» WRITTEN TASKS
1. Decide whether each statement below agrees with the 1BRC article, answering yes or no and quoting the deciding words from the article. (a) Participants may use external libraries. (b) Taking part requires Java 21. (c) Results are judged on the average of five trials.
2. Please transcribe the part of the 1BRC article starting at "You are required" and ending at "a dedicated server.".
3. Name every temperature statistic that the 1BRC article says the program must calculate for each station.

» EXCERPTED PASSAGE
┄┄┄┄┄┄┄┄┄┄

1BRC: Who's the Fastest to Process a Billion Java Records? - JVM Weekly vol. 160

1. 1BRC – Who’s the Fastest to Process a Billion Java Records?

As I’ve repeatedly stated, December is a significant month in our coding community due to the Advent of Code – the programming contest involves solving often highly abstract tasks every morning. And while most people – like me, by the way – struggle to keep up the pace and not fall off before the end, which most – like me, by the way 🥲 – fail to do, a bunch of enthusiasts also gather every year. These are already so bored of occupying the top of the leaderboard that they try to make the whole game even more difficult, whether by optimising the whole thing or through twisted visuals (which is certainly helped by the elaborate “storylines” of the individual tasks).

The above image is not a joke – it’s reality. I confirm first-hand.

January arrives, however, and it would seem that everyone is exhausted after December’s challenges. However, it appeared that when Gunar Morling announced The One Billion Row Challenge, the software community that woke up from its winter slumber and decided to pick up the gauntlet once again.

The One Billion Rows Challenge (1BRC) is a project to test the performance of modern Java in processing large data sets, a billion rows from a text file to be exact. The text file contains temperature data from various weather stations, and each line consists of the station name and the temperature measurement to one decimal place. The task is to write a Java program that reads the file, calculates the minimum, average and maximum temperature for each station and then displays the results. Participants can use all available means, such as virtual threads, SIMD, GC optimisation and other tricks, to create the fastest execution of this task.

You are required to use Java 21 to take part in the challenge, although I can’t really imagine a situation in which someone would deliberately want to use an older one – unless just as an additional challenging constraint. Any optimisation of the programme is possible, subject to certain rules. Participants can use any OpenJDK distribution (I can already see space for each vendor), but cannot use external libraries and must provide an implementation in a single source file. The challenge is open until the end of January 2024 and the results themselves will be judged on the average of three trials on a dedicated server.

┄┄┄┄┄┄┄┄┄┄

» RECORDED DATA

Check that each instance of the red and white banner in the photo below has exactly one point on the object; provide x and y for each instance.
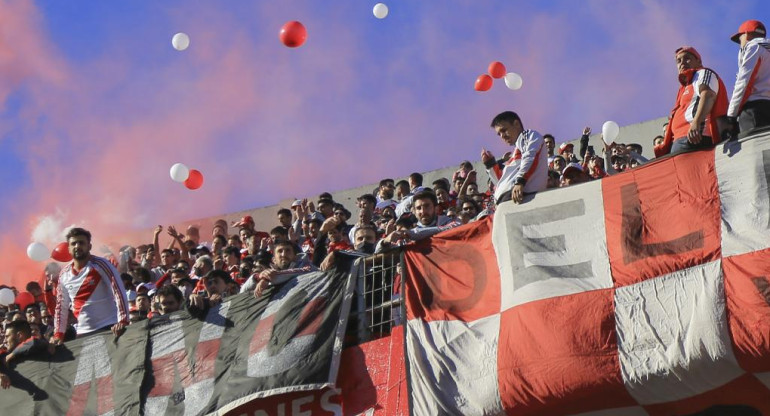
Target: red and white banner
(646, 292)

┄┄┄┄┄┄┄┄┄┄

» TASK ANSWERS
1.
(a) No: "cannot use external libraries"
(b) Yes: "You are required to use Java 21 to take part in the challenge"
(c) No: "the results themselves will be judged on the average of three trials on a dedicated server"

2.
You are required to use Java 21 to take part in the challenge, although I can’t really imagine a situation in which someone would deliberately want to use an older one – unless just as an additional challenging constraint. Any optimisation of the programme is possible, subject to certain rules. Participants can use any OpenJDK distribution (I can already see space for each vendor), but cannot use external libraries and must provide an implementation in a single source file. The challenge is open until the end of January 2024 and the results themselves will be judged on the average of three trials on a dedicated server.

3. Minimum, average, maximum